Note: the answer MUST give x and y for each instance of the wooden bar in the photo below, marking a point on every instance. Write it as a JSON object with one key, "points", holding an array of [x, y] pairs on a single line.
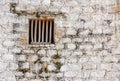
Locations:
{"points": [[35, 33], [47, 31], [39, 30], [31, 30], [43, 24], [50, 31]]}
-------------------------
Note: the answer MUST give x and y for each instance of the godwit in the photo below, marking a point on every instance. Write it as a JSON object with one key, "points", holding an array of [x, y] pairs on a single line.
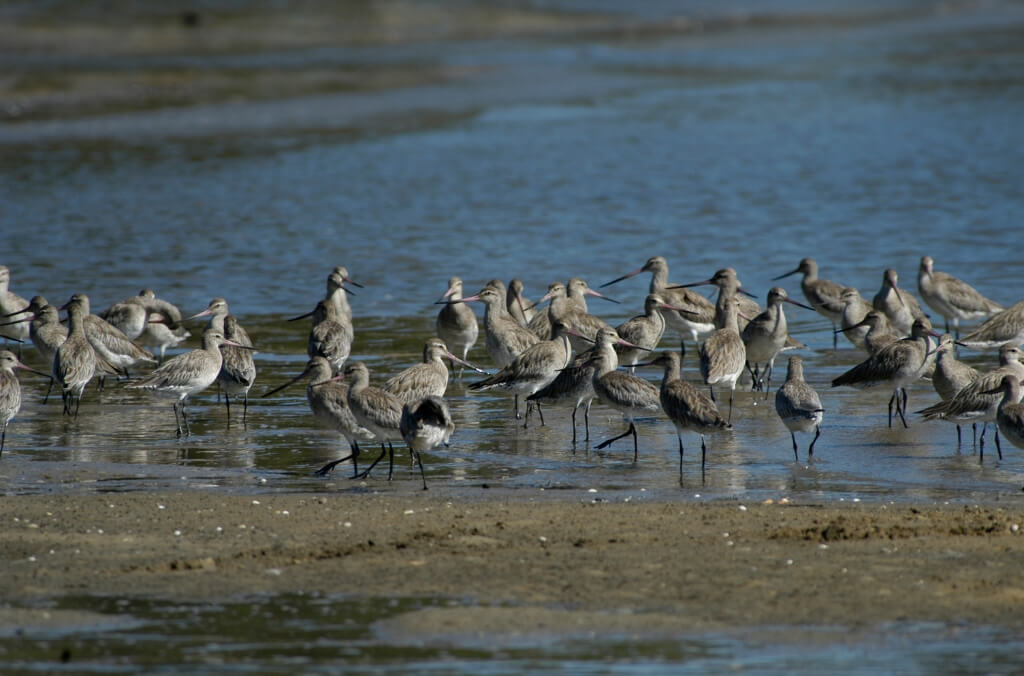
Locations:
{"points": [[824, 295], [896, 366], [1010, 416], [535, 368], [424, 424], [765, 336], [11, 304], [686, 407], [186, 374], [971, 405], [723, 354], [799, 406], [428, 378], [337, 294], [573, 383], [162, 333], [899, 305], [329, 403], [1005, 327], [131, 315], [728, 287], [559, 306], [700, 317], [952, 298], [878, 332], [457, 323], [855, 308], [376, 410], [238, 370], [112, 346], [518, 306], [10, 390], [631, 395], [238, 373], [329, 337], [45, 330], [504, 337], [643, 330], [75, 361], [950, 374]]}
-------------------------
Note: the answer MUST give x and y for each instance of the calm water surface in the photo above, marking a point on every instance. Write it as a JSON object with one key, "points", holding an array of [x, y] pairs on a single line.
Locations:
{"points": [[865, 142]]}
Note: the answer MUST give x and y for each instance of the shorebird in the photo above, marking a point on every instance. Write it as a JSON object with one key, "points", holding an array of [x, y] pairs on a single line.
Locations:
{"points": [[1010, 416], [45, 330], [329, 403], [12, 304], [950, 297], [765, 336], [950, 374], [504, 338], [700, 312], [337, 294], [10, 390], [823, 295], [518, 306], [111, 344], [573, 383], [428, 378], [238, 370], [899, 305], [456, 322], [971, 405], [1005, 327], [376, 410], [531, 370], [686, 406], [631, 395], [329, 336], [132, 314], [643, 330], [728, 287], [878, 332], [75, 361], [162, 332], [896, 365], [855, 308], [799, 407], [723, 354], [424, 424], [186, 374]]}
-------------------------
Return every line of the data above in which "photo" appears.

Note: the answer MUST give x and y for each instance of the wooden bar in the photo below, marking a point on every instance. Write it as a JSON object with one key, "points", holding an array of [x, y] pairs on a single line.
Note: the answer MUST give x and y for each instance of the godwit in the photo below, marking a point on every instance. Write it as a JSON object with one key, "points", holding an array of [x, y] pairs on a single line.
Note: the answer MUST give x and y for each instance of the calm water surface in the photo above, marking a point on every instance. Write it as a JSON object with one key, "points", holding an array of [x, y] pairs on a single line.
Note: the answer MUST give x and y for each instance of the shorebird in the photo above, marking a point on every instance. Write it as a JSON object with one key, "points", holding an array of [x, y] pairs on a single line.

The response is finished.